● Stated goal:
Report every line of the records below that contains the word "white", copying each such line in full.

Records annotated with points
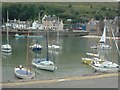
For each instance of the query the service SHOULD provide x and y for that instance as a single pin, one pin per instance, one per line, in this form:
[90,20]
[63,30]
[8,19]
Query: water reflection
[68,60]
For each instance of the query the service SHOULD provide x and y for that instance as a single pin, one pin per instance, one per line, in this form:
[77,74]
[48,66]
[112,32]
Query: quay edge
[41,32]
==
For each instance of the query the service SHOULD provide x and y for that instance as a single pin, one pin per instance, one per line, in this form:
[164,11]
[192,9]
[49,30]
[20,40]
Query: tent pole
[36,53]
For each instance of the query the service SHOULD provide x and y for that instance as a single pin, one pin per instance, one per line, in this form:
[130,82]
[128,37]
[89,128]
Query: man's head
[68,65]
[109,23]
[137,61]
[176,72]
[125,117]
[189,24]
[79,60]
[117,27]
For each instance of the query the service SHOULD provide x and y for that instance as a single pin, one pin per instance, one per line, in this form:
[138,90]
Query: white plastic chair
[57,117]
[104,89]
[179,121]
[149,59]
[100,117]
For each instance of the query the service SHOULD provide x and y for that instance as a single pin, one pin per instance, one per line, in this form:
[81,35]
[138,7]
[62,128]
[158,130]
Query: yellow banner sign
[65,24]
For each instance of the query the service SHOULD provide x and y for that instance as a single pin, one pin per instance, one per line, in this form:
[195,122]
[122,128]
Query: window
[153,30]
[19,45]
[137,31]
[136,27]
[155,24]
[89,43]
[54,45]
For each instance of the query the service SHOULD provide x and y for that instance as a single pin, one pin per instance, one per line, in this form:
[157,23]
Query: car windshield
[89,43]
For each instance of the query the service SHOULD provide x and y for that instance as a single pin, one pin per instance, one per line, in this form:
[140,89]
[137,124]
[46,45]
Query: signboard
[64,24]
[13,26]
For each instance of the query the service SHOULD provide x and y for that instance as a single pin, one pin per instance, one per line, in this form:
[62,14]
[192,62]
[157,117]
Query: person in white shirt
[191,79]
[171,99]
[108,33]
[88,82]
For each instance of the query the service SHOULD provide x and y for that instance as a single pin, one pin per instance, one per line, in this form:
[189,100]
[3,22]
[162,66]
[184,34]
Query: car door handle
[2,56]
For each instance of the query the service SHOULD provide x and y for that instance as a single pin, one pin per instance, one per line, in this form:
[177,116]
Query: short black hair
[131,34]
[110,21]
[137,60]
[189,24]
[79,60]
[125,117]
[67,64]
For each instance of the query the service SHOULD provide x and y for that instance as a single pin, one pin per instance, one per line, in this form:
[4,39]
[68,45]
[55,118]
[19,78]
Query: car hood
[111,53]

● Problem solution:
Query: white plastic chair
Query: person in white shirt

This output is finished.